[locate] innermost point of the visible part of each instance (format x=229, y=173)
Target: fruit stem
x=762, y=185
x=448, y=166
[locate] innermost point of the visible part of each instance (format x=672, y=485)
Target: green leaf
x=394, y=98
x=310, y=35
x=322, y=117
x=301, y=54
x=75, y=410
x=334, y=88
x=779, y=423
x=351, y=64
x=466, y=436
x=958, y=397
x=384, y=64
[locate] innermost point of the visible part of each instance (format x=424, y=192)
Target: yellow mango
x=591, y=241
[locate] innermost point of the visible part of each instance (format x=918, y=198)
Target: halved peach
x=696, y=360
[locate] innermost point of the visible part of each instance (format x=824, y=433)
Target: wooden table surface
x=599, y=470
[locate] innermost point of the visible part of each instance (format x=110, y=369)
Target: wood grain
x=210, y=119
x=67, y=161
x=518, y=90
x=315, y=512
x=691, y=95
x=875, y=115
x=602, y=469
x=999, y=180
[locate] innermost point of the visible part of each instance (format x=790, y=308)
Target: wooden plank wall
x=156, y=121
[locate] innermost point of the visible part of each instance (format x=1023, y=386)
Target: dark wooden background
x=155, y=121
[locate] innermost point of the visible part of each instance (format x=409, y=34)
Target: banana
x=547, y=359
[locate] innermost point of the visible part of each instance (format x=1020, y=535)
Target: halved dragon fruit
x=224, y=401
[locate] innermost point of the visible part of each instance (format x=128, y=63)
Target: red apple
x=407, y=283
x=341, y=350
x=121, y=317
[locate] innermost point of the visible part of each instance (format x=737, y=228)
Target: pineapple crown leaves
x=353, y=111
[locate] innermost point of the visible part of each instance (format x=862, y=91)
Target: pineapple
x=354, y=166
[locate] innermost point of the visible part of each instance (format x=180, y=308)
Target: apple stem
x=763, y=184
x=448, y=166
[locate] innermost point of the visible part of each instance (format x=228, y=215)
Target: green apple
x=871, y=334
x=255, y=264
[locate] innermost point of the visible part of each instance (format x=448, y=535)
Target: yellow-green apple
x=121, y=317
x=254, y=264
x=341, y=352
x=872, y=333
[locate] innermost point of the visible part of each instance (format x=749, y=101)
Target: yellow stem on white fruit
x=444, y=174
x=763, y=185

□ □ □ □ □

**Exercise goal**
Please reproduce every one of the records above word for word, keeping each line in its original order.

**Output of the task**
[locate] innermost point of the visible part of each instance (format x=229, y=173)
Target: fruit stem
x=762, y=185
x=448, y=166
[locate] innermost point of the visible part of each instance (format x=672, y=485)
Target: green leaf
x=394, y=98
x=310, y=35
x=322, y=117
x=301, y=54
x=75, y=410
x=334, y=88
x=779, y=423
x=351, y=64
x=466, y=436
x=958, y=397
x=384, y=64
[locate] innermost point of the visible part of each instance (format x=424, y=192)
Target: yellow mango
x=591, y=241
[locate] innermost point of the visible part of each instance (format x=918, y=198)
Target: halved peach
x=696, y=360
[locate] innermost point of the visible part of each instance (format x=824, y=433)
Target: wooden table surface
x=599, y=470
[locate] innermost point of the visible part of each instance (format x=110, y=369)
Target: wood grain
x=210, y=119
x=67, y=161
x=518, y=90
x=315, y=512
x=691, y=95
x=875, y=115
x=602, y=469
x=999, y=180
[locate] innermost point of the visible part of each instance (format x=790, y=308)
Target: wooden plank wall
x=156, y=121
[locate] innermost point of the visible part of each instance (format x=1023, y=386)
Target: dark wooden background
x=155, y=121
[locate] innermost point of the visible part of each instance (format x=409, y=34)
Target: banana
x=547, y=359
[locate] innermost point of the visible part of each instance (format x=1020, y=535)
Target: halved dragon fruit
x=224, y=401
[locate] innermost point of the visible part of each instance (format x=128, y=63)
Target: red apple
x=407, y=283
x=341, y=350
x=121, y=317
[locate] innermost point of the visible part of each instance (format x=737, y=228)
Target: pineapple crown leaves
x=353, y=111
[locate] innermost point of the visible part of each instance (format x=862, y=91)
Target: pineapple
x=354, y=166
[locate] innermost point of the visible part of each instance (format x=180, y=308)
Target: apple stem
x=763, y=184
x=448, y=166
[locate] innermost point of the visible part of each instance (format x=228, y=215)
Target: green apple
x=871, y=334
x=255, y=264
[locate] innermost point of the visible part of each instance (format x=448, y=535)
Target: yellow-green apple
x=121, y=317
x=254, y=264
x=341, y=352
x=872, y=333
[locate] innermost point of the visible part of each instance (format x=749, y=101)
Target: yellow stem on white fruit
x=444, y=174
x=763, y=185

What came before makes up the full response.